Passage provided
◇ ◇ ◇

ML Basics: Linear Regression

13 min readMay 16, 2019

In this ongoing series of blog posts called Machine Learning Basics I want to cover the underlying core concepts of modern machine learning. While it seems that more and more people are just throwing neural networks at problems it is utterly important to know how things work under the hood. This gives a more intuitive understanding of the process and maybe offers insight into different solutions and approaches.

Warning: These posts will be containing a lot of math. I’ll do my best to explain everything in an easy and comprehensible way and provide further links if necessary. If you can’t follow then don’t worry, these concepts are hard and need some time to sink in. If you have questions however you can always comment on the post or reach out to me on Twitter.

Today’s topic: Linear Regression

So first of all what is Linear Regression?

You will probably know that the complete picture of machine learning can be split up into supervised and unsupervised learning. If we look closer into the field of supervised learning the underlying idea is always to predict something. Now here comes the biggest distinction:

Do we want to classify something into a set of predefined classes? Then we do classification! (An example would be the MNIST dataset where we get an image as an input and want to output which digit it shows. The output always has to be between 0–9 and only these 10 values are a meaningful prediction so we want to classify the image into one of 10 classes)
Do we want to output a somehow continuous value? Then we will do regression! (Here we can think of predicting the price of a house. We will have some features like number of bedrooms, square feet, distance to city center, and want to output the cost in dollars. The cost is a value in a range of e.g. 100 $ - 1 million $. This is not a certain class but has an unlimited number of possible outcomes which is called continuous)

The clever reader that you are you have already guessed that linear regression does — regression! Wonderful, so we know what we want to predict and that is already the first step into the right direction.

Mathematical Data Representation

When we start to think about machine learning we have to remind ourselves that machine learning is math. Not very complicated math if we take a closer look at it. But it might be intimidating at first glance. Don’t worry though, you’ll get the hang of it. As some of you might agree math can be abstract at times. This is why I’ll try to explain the concepts with an example. As mentioned before we will try to predict the price of a house from the information we have about this house.

So we can describe our task in the following way. We have the size of a house in square feet and want to predict the price of the house in dollars (or any other currency). In order to create a linear regression model we need a number of examples where we know the size and the price of houses. From these examples we want to create an algorithm that will predict the price of a new house that we have never seen before only from its size in square feet.

It is always easier to understand concepts when we have a visual explanation, so in the image below we see an example for a trained linear regression algorithm. The x-axis in this case is the size of the house in square feet and the y-axis is the price of the house. The blue dots are the samples of the houses we know and the red line is what our algorithm will predict. We see that while it is not perfectly fitting all values it has a pretty good average prediction over the whole space.

◇ ◇ ◇

Dataset entries
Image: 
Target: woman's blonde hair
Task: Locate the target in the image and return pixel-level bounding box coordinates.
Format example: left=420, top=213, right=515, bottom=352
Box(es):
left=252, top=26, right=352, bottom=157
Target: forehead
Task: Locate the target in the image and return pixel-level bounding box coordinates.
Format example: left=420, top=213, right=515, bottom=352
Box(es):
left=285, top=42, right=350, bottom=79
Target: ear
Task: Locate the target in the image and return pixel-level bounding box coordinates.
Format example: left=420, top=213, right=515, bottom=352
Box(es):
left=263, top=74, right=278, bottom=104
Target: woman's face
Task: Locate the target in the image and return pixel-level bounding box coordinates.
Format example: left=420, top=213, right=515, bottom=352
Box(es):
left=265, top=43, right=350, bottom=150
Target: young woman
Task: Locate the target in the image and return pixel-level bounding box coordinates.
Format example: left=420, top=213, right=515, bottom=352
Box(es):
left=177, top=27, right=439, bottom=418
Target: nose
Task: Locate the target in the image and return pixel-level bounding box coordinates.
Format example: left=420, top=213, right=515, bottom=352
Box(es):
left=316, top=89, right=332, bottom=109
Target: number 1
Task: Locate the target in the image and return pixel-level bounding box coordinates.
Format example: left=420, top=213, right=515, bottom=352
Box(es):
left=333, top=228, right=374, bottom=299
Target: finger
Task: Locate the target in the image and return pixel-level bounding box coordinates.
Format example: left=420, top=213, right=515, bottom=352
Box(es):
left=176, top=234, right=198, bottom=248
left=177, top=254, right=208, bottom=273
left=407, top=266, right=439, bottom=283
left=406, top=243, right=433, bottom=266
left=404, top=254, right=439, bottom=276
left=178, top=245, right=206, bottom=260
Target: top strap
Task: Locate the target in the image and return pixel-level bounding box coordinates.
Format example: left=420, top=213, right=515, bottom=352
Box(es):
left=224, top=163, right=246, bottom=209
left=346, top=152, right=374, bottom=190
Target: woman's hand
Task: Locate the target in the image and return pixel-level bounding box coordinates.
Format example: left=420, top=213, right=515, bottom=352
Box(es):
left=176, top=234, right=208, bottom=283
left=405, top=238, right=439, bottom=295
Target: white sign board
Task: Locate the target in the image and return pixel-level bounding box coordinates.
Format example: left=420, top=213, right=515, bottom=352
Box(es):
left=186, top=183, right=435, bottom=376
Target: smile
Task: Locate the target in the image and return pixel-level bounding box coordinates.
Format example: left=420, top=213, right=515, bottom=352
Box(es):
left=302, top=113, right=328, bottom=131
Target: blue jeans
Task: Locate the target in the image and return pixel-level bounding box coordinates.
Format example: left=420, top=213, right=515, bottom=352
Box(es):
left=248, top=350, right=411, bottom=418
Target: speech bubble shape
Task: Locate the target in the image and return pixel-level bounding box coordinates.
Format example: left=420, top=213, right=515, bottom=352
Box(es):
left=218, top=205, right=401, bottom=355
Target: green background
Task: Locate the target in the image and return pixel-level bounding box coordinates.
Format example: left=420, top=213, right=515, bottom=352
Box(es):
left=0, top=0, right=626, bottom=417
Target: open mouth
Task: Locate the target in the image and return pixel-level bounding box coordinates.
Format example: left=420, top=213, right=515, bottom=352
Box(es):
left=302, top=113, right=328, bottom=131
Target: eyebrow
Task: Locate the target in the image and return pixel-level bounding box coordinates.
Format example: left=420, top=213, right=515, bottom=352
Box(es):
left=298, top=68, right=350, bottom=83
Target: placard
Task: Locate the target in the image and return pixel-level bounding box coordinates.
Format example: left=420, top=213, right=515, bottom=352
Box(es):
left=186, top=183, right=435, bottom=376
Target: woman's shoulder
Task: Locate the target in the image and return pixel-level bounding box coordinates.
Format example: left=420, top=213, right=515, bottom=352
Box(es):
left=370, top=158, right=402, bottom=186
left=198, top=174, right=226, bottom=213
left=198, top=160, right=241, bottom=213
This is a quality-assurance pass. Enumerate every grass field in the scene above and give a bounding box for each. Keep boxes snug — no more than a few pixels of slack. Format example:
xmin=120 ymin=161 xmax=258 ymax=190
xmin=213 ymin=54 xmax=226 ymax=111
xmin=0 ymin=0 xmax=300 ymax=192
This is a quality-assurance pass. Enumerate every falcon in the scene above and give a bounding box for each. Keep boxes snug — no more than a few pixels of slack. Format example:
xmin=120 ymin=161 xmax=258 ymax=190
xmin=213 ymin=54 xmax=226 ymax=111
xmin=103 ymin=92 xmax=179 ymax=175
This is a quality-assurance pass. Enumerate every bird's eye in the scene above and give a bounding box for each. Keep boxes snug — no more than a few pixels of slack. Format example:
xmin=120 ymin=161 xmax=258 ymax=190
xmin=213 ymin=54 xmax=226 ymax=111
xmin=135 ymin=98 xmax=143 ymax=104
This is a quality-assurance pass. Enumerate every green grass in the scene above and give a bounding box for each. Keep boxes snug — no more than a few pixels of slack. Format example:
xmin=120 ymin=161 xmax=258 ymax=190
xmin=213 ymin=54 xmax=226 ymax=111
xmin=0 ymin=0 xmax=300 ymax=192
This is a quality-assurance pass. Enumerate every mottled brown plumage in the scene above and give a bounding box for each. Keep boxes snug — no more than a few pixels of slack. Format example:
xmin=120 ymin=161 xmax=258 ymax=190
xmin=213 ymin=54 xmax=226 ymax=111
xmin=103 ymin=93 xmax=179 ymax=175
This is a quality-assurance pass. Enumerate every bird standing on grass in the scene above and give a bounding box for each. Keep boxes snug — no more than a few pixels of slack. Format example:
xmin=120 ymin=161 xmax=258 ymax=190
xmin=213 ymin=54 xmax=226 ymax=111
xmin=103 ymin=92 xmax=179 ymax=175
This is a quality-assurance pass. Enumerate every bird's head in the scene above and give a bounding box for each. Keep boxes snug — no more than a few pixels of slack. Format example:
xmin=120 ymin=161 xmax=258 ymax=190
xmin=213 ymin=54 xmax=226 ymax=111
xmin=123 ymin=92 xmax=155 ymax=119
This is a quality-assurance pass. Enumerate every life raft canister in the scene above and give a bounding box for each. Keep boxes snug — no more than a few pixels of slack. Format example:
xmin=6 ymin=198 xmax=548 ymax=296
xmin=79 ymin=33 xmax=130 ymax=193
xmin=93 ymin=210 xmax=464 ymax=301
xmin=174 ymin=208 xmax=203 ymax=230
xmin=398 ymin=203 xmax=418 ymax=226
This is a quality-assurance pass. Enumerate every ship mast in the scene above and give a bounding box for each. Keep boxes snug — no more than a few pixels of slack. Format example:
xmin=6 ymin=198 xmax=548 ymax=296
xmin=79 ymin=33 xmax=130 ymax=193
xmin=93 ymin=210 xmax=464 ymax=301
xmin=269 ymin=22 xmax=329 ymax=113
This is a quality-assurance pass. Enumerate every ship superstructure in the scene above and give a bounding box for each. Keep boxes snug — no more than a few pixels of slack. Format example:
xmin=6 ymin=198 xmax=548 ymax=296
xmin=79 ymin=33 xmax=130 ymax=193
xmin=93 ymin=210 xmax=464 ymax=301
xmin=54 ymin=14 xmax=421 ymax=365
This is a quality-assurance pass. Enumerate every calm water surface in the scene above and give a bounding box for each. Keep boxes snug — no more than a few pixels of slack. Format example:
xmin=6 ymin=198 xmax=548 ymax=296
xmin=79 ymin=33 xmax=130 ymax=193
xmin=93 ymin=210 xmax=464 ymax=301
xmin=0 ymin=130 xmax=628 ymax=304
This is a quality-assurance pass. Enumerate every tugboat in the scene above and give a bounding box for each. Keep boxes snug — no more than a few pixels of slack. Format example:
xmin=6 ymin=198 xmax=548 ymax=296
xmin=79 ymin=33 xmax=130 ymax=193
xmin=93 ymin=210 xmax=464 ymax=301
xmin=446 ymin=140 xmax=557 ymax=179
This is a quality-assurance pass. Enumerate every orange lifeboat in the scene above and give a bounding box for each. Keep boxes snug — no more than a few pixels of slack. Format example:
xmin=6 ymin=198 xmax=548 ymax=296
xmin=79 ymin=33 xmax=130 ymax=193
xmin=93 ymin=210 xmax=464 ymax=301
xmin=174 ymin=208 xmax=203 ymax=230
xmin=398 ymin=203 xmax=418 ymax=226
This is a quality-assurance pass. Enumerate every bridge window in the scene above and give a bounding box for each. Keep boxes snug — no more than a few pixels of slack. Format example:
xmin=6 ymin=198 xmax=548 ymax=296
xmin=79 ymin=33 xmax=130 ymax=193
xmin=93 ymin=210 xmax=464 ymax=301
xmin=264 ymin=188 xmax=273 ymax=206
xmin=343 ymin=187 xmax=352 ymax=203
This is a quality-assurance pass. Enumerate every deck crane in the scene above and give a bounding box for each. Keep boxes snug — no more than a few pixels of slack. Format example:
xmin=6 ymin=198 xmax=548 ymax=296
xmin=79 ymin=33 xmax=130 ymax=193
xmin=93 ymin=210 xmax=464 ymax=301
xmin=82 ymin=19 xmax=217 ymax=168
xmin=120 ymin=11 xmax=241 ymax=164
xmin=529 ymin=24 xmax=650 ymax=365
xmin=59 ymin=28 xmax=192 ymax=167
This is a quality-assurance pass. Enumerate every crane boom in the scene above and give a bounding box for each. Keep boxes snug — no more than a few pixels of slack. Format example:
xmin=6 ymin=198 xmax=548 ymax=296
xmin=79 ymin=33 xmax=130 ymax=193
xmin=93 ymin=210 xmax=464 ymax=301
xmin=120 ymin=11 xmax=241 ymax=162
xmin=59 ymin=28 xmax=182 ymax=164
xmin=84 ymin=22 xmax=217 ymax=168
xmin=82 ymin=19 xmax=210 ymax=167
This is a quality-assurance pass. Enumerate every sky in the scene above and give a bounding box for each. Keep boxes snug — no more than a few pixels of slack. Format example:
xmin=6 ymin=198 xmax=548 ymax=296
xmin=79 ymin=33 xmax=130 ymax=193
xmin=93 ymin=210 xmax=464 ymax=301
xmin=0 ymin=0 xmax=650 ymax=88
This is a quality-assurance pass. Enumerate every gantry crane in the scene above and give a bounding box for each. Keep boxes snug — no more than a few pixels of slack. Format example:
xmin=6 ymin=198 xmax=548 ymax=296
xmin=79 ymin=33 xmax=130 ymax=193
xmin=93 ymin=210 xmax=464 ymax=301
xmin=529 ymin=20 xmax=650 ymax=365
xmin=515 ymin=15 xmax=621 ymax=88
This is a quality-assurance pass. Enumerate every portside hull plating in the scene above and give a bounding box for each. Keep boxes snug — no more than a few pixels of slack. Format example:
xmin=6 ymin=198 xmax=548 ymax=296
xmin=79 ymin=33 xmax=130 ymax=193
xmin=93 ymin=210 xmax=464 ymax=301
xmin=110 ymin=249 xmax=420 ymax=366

◇ ◇ ◇

Task requirements
**1.** Reproduce the linear regression post starting at "In this ongoing" and ending at "is Linear Regression?", changing "neural networks" to "deep learning models".
**2.** Summarize the linear regression post in two sentences.
The data stand apart from the linear regression post.

Task-by-task answers
**1.**
In this ongoing series of blog posts called Machine Learning Basics I want to cover the underlying core concepts of modern machine learning. While it seems that more and more people are just throwing deep learning models at problems it is utterly important to know how things work under the hood. This gives a more intuitive understanding of the process and maybe offers insight into different solutions and approaches.

Warning: These posts will be containing a lot of math. I’ll do my best to explain everything in an easy and comprehensible way and provide further links if necessary. If you can’t follow then don’t worry, these concepts are hard and need some time to sink in. If you have questions however you can always comment on the post or reach out to me on Twitter.

Today’s topic: Linear Regression

So first of all what is Linear Regression?

**2.** The linear regression post explains that supervised learning either sorts inputs into predefined classes through classification or predicts continuous values through regression, and that linear regression does regression. Using the example of predicting a house's price from its size in square feet, it describes building the model from examples with known sizes and prices and shows a fitted line that does not match every value but gives a good average prediction.